Excerpted passage =>
======
Developer nudges Grove City to start components of Beulah central park
The developer of the Beulah Park Living project said his team has completed most of its work related to the planned 32-acre community park that will be in the central portion of the Grove City development.
Now, Pat Kelley said, it's up to the city to begin some of the work it is expected to do as part of the park development.
The city can't really determine which of its components could get underway until the park area is graded and the cost estimates for the city components are updated, said Grove City Council member Ted Berry, who chairs council's lands committee.
The central park was discussed during a special meeting of council's committees Oct. 26.
Kelley said his team has completed landscaping work around the perimeter of a pond and is close to being ready to dedicate a sculpture that will be installed near the park entrance to commemorate Beulah Park, the horse-racing track that operated for decades on a portion of the development site before closing in 2014.
The second phase of a project to construct a roadway to encircle and surround the park is getting underway, and when that project is completed, it will include 16,000 linear feet of bike paths and walking trails in the development and about 8,000 linear feet of a single-loaded street (serving property on one side only) that will offer access into the park, he said.
The street will be longer than the comparable roadways at Schiller Park or Goodale Park in Columbus, Kelley said.
"We've about completed everything we were supposed to do – and as we represented we would do," he said.
It would be helpful for the city to start implementing some of its components as identified in the community-park concept master plan "sooner rather than later," Kelley said.
"Our whole plan for Beulah has been to create an immediate synergy," he said.
Most of the residential components of the project are being completed as part of Beulah's first phase. In total, about 900 residential units are planned for the 212-acre development. The project also will include 171,000 square feet of commercial space and an 88,000-square-foot assisted living facility.
Kelley said he is eager to see city components – like planting the street trees, installing sod along the roadway, landscaping and building the stone wall around the pond – get started.
Before the COVID-19 pandemic hit, there was some expectation that construction of the amphitheater planned for the park might begin this year, so the central park was deeded to the city, he said.
======
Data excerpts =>
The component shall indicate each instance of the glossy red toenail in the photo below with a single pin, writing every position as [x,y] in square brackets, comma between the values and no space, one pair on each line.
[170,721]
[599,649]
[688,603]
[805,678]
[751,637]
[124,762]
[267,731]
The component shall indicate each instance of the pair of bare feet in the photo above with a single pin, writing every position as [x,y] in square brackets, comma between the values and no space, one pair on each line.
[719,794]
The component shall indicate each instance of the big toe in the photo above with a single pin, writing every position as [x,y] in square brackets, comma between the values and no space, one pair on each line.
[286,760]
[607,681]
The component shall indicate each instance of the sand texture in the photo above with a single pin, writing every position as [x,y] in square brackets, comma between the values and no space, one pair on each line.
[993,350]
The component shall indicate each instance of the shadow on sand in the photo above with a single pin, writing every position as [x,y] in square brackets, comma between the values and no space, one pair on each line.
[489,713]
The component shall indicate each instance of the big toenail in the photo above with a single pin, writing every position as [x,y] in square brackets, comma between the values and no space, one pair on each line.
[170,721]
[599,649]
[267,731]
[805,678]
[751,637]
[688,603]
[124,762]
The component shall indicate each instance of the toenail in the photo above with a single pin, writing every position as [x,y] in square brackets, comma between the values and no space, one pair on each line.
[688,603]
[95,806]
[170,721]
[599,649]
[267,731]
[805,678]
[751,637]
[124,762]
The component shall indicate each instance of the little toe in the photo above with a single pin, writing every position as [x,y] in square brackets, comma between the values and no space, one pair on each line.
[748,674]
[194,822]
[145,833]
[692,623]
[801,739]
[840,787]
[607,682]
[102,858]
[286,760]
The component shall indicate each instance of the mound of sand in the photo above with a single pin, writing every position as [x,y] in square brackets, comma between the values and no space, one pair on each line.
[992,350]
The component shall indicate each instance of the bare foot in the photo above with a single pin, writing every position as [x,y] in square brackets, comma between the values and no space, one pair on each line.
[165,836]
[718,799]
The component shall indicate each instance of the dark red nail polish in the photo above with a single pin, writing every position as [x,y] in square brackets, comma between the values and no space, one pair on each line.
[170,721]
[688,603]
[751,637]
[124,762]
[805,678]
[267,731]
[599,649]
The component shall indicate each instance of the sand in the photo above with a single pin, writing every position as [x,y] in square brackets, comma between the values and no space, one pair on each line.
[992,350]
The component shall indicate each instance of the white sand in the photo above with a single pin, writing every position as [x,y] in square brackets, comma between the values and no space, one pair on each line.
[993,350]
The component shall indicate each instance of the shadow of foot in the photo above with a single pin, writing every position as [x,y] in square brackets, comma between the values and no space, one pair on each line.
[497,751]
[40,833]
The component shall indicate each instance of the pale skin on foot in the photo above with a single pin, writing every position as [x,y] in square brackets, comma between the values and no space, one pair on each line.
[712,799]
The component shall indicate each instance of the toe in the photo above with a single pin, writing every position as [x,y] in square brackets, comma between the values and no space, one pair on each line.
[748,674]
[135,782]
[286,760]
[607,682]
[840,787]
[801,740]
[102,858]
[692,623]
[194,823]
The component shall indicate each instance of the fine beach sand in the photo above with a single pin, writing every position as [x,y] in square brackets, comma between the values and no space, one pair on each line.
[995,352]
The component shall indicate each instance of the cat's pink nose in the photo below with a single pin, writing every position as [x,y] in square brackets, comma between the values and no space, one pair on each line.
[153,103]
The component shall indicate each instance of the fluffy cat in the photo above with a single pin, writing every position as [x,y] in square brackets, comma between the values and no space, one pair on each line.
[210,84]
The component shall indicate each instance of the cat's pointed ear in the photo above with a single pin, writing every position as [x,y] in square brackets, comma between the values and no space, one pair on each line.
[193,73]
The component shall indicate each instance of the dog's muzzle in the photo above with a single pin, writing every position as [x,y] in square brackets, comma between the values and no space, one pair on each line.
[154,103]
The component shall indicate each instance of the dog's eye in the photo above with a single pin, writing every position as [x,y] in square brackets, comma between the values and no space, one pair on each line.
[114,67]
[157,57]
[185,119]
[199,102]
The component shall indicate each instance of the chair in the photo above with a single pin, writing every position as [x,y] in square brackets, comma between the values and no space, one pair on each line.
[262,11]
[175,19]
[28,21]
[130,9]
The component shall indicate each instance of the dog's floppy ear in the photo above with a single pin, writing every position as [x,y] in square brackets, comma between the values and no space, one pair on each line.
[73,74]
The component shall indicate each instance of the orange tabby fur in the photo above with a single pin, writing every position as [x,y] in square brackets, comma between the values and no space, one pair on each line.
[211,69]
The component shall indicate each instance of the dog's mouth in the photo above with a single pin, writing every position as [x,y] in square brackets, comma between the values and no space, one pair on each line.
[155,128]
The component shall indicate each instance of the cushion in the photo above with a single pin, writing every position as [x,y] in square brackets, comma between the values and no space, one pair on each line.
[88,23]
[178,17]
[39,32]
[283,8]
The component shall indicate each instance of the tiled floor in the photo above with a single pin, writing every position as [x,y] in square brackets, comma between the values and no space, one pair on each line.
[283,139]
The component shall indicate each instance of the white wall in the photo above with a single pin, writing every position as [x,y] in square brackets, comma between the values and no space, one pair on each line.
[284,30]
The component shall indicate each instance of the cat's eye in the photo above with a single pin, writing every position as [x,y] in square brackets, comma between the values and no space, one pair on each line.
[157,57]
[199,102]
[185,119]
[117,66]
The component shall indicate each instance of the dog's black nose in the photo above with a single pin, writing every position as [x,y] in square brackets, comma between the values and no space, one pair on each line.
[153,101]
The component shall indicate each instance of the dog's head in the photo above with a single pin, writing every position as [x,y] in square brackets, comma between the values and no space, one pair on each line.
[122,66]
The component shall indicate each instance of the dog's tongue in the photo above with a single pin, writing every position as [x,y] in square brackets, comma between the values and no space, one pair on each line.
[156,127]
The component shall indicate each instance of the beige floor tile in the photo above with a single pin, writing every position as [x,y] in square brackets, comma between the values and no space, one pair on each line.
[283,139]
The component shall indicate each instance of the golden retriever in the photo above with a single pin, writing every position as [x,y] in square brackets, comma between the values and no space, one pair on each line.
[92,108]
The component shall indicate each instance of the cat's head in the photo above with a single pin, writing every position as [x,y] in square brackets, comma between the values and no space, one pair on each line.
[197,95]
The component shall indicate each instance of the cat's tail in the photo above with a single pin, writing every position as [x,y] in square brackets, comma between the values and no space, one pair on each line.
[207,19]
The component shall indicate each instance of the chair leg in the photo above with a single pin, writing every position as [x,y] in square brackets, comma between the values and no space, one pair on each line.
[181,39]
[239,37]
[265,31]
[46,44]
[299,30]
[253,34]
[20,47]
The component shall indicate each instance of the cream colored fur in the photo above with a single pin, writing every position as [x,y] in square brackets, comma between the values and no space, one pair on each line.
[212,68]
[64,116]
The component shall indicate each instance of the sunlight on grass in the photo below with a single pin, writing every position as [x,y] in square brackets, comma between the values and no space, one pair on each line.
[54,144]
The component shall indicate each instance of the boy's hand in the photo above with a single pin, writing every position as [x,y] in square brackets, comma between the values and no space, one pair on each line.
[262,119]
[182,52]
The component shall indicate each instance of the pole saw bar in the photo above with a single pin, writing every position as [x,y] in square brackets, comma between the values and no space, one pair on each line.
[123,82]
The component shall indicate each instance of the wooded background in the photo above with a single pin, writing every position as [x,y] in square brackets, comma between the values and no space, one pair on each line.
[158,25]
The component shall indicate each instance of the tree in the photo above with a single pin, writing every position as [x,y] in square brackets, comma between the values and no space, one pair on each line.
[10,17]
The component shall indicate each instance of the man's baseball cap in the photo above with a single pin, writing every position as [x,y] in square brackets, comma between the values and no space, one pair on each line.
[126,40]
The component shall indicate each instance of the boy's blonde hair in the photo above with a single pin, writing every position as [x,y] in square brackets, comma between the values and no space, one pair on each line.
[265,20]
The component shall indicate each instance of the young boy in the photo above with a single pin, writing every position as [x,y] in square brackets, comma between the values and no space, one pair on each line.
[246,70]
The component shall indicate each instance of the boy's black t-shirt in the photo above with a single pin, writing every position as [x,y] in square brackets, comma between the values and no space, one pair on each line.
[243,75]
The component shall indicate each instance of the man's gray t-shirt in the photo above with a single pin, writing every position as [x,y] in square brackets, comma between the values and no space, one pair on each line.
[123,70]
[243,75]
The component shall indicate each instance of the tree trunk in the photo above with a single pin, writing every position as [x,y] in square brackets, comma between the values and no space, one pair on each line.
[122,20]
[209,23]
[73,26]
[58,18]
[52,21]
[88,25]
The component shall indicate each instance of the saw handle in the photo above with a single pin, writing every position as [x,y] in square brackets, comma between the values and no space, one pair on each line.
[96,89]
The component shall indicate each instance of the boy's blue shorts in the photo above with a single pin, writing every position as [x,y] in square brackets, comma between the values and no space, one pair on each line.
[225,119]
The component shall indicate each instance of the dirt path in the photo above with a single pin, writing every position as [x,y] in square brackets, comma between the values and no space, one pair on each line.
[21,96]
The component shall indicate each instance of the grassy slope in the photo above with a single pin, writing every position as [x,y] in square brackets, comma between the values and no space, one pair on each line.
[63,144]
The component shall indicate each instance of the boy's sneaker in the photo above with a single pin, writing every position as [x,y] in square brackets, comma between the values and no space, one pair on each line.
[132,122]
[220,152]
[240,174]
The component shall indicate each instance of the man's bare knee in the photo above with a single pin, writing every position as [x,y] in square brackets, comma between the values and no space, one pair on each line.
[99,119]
======
Your objective =>
Using the Beulah park article, decide whether each statement agrees with it: (a) the planned community park will cover 32 acres; (b) the horse-racing track closed in 2014; (c) Kelley said the street will be shorter than the comparable roadways at Schiller Park or Goodale Park. Answer yes or no for each and quote the words of the article that settle it. None of the entries are needed here.

Task answer =>
(a) Yes: "the planned 32-acre community park that will be in the central portion of the Grove City development."
(b) Yes: "the horse-racing track that operated for decades on a portion of the development site before closing in 2014."
(c) No: "The street will be longer than the comparable roadways at Schiller Park or Goodale Park in Columbus."